By Amberleigh Jack
NZ rock stalwarts Shihad played their second-to-last gig ever as part of the Loud Forever tour at Auckland's Spark Arena on Friday night. Photo: Supplied/ Nick Paulsen
Review - As the 1996 anthem 'Home Again' brought the curtains down on Shihad's two-hour Auckland swan song gig, I felt a pang of regret.
I turned down seeing the Wellington rockers for the first time at some stage in the 1990s. There had been more "not tonight" moments over the years. Sure, I loved the band, I'd been to shows, I'd heard all the albums, sung loudly and off-key to anthems over the years and had heated, late night discussions with strangers about how no Kiwi rock band performs better live.
But Shihad was our rock security blanket for a long time. It was easy to take for granted, because it'd always be there in the background.
Then suddenly it wasn't.

(Pointing dataset excerpts)

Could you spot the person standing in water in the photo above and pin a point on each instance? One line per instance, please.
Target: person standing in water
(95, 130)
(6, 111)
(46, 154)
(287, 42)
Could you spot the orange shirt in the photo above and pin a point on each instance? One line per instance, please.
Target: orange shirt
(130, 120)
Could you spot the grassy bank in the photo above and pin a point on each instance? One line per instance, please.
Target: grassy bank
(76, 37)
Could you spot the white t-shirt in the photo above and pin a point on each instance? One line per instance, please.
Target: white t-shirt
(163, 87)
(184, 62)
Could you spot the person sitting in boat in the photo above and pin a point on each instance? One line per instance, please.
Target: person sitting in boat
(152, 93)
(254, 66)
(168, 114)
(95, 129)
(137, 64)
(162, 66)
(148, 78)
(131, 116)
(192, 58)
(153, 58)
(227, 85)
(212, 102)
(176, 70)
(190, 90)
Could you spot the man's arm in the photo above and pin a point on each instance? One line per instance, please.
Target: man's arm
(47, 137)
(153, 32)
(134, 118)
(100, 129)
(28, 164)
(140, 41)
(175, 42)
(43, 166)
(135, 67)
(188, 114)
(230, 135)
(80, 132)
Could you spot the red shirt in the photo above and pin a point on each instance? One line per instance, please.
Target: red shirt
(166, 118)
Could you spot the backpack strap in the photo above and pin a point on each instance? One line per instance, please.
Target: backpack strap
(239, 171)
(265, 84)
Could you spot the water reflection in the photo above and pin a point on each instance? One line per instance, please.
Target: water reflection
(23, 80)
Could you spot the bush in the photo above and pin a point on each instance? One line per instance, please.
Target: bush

**WRITTEN INSTRUCTION A**
List every city and venue named in the concert review.
**WRITTEN INSTRUCTION B**
Reproduce word for word everything in the concert review from "By Amberleigh Jack" down to "performs better live.".
Use only the concert review to complete the work.

**OUTPUT A**
Auckland, Spark Arena, Wellington

**OUTPUT B**
By Amberleigh Jack
NZ rock stalwarts Shihad played their second-to-last gig ever as part of the Loud Forever tour at Auckland's Spark Arena on Friday night. Photo: Supplied/ Nick Paulsen
Review - As the 1996 anthem 'Home Again' brought the curtains down on Shihad's two-hour Auckland swan song gig, I felt a pang of regret.
I turned down seeing the Wellington rockers for the first time at some stage in the 1990s. There had been more "not tonight" moments over the years. Sure, I loved the band, I'd been to shows, I'd heard all the albums, sung loudly and off-key to anthems over the years and had heated, late night discussions with strangers about how no Kiwi rock band performs better live.